>> BEGIN Data for this exercise
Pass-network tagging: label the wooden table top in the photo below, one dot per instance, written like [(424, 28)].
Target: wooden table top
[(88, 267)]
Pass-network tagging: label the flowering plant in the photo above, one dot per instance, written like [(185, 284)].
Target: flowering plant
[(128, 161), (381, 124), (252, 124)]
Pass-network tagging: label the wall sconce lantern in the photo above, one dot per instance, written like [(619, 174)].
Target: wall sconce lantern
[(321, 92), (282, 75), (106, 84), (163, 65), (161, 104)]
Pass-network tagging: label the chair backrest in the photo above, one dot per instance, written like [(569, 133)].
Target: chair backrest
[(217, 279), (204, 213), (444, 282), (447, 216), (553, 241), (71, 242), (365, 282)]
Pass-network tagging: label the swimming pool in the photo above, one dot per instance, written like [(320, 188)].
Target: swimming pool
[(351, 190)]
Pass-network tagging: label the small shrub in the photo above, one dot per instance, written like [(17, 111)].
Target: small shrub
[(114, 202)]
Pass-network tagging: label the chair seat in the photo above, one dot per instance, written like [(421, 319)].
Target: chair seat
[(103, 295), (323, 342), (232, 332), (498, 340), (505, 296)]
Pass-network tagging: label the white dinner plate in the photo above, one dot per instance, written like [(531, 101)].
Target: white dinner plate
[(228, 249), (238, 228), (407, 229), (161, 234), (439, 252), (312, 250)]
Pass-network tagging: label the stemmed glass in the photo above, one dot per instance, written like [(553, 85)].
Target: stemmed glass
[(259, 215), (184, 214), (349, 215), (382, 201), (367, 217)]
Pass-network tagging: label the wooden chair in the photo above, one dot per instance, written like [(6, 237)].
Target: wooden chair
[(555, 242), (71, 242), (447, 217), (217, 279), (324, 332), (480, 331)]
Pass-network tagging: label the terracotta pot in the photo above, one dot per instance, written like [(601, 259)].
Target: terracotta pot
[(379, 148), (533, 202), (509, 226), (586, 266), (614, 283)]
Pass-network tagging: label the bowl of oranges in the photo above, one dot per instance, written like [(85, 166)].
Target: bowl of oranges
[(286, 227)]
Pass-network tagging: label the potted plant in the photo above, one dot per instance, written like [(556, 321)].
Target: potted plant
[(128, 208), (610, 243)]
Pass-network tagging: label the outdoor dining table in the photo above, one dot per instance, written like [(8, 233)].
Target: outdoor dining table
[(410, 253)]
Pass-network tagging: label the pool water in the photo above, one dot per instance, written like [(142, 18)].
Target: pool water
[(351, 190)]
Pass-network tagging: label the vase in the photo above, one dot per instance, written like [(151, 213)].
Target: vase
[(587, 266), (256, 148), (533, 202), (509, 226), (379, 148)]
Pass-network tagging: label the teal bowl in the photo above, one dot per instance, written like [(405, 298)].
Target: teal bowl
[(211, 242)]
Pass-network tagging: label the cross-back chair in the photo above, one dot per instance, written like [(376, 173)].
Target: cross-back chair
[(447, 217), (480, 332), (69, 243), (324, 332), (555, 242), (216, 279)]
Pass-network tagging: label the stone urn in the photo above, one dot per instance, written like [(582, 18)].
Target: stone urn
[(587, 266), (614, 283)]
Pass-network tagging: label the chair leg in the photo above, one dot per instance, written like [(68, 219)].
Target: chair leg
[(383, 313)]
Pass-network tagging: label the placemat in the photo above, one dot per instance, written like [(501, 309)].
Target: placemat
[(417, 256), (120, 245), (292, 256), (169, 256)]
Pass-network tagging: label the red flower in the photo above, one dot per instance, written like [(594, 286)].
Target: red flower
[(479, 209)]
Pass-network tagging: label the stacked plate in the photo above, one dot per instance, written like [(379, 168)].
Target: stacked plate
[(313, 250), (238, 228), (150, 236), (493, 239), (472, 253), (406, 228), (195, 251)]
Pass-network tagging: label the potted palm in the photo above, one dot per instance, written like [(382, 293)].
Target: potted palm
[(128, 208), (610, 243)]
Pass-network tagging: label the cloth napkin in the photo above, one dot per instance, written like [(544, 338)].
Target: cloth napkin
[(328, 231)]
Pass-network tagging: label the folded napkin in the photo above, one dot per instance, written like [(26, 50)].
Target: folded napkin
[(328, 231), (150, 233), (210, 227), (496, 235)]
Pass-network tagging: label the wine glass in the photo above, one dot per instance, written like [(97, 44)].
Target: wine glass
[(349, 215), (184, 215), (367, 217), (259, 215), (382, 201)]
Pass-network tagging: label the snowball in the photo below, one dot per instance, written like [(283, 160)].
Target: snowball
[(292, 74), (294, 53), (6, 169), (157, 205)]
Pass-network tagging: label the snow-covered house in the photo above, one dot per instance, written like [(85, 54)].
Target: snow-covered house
>> END Data for this exercise
Instructions for the task: Rewrite these records with "Pass-network tagging" replaced by "Point annotation" wherever it occurs, keeping everything else the same.

Written solution:
Point annotation: label the wooden table top in the photo below, one dot per instance, written like [(424, 28)].
Target: wooden table top
[(88, 267)]
Point annotation: label the flowering plant in the photo above, one dot per instance, written like [(185, 284)].
Target: flowering plant
[(128, 161), (381, 124), (252, 124)]
Point annotation: label the wall sconce lantern in the photo above, one dot per instance, written like [(619, 174)].
Target: wall sconce lantern
[(321, 92), (282, 75), (106, 84), (163, 65), (161, 104)]
Point annotation: label the chair backrest in the photo above, one dot per instance, written like [(569, 133)].
Target: chair backrest
[(217, 279), (204, 213), (444, 282), (447, 216), (553, 241), (71, 242), (365, 282)]
Point annotation: label the swimming pool in the photo above, one dot per instance, written like [(320, 188)].
Target: swimming pool
[(351, 190)]
Point annotation: label the small shrub in the photo above, one dot per instance, written like [(17, 111)].
Target: small shrub
[(114, 202)]
Point annotation: label the chair seat in the photo above, one dot per instance, written like [(421, 319)].
Target: chair seat
[(103, 295), (323, 342), (232, 332), (498, 340), (505, 296)]
Point annotation: label the white dinner plate in the photo above, one dot per instance, written like [(531, 101)].
Target: white dinner plate
[(228, 249), (238, 228), (407, 229), (161, 234), (439, 252), (312, 250)]
Point annotation: label the stemmed glass in the photo above, one dot per instance, written like [(553, 85)].
Target: stemmed glass
[(259, 215), (184, 214), (349, 215), (382, 201), (367, 217)]
Point annotation: label the wooden chair in the photo above, one dot per instance, written like [(6, 237)].
Target: wooden chair
[(555, 242), (71, 242), (447, 217), (217, 279), (324, 332), (480, 331)]
Point annotation: label the terracotta pot in the photo above, one dot per instance, written like [(601, 259)].
Target: terracotta pot
[(379, 148), (533, 202), (509, 226), (586, 266), (614, 283)]
Point annotation: label the bowl of oranges in the photo above, one dot per instance, written like [(85, 166)].
Target: bowl of oranges
[(286, 227)]
Point annotation: label the potted plant in the photo above, one dot per instance, written like [(556, 321)].
Target: potted plant
[(128, 208), (610, 243)]
Point annotation: label the outdoor dining table in the photo above, one dot per instance, written like [(8, 233)].
Target: outdoor dining table
[(410, 253)]
Point annotation: label the pool water in the photo above, one dot per instance, written like [(142, 18)].
Target: pool water
[(351, 190)]
Point annotation: label the vase in the photo above, one dot per instance, written like [(151, 213)].
Target: vase
[(587, 266), (256, 148), (533, 202), (509, 226), (379, 148)]
Point annotation: label the teal bowl in the photo above, one dot per instance, written like [(405, 298)].
Target: teal bowl
[(211, 242)]
Point annotation: label the cross-back chair in the photo above, one dot per instance, written like [(376, 173)].
Target: cross-back chair
[(447, 217), (480, 332), (69, 243), (324, 332), (555, 242), (216, 279)]
Point annotation: label the stone urn in the photo above, one dot per instance, written like [(582, 18)].
Target: stone urn
[(587, 266), (614, 283)]
Point annotation: label the chair leg in the photo above, one dot per instance, written like [(68, 219)].
Target: chair leg
[(383, 313)]
Point annotation: label the placemat in the photo above, one dot per instance, written like [(501, 309)].
Target: placemat
[(417, 256), (120, 245), (292, 256), (169, 256)]
Point annotation: label the red flower in the photo above, one dot per instance, written like [(594, 286)].
Target: red flower
[(479, 209)]
Point annotation: label the stacked plate in the photo above, one dot per instance, written like [(379, 168)].
Target: stacked plate
[(313, 250), (238, 228), (150, 236), (493, 239), (472, 253), (406, 228), (195, 251)]
Point annotation: label the potted palm in the photo above, one dot per instance, written like [(382, 293)].
Target: potted palm
[(128, 208), (610, 243)]
Point annotation: label the cloth napkin in the photo above, one dot per instance, written like [(544, 338)].
Target: cloth napkin
[(328, 231)]
Point annotation: label the folded napkin in the photo above, one dot per instance, written like [(26, 50)].
Target: folded napkin
[(328, 231), (150, 233), (210, 227), (496, 235)]
Point annotation: label the wine glass in the photo above, one dot per instance, written like [(97, 44)].
Target: wine glass
[(349, 215), (184, 215), (367, 217), (259, 215), (382, 201)]
Point annotation: label the snowball in the photo below, one dot per instance, written like [(283, 160)].
Target: snowball
[(292, 74), (294, 53), (6, 169), (157, 205)]
Point annotation: label the snow-covered house in the photo above, one dot per instance, written like [(85, 54)].
Target: snow-covered house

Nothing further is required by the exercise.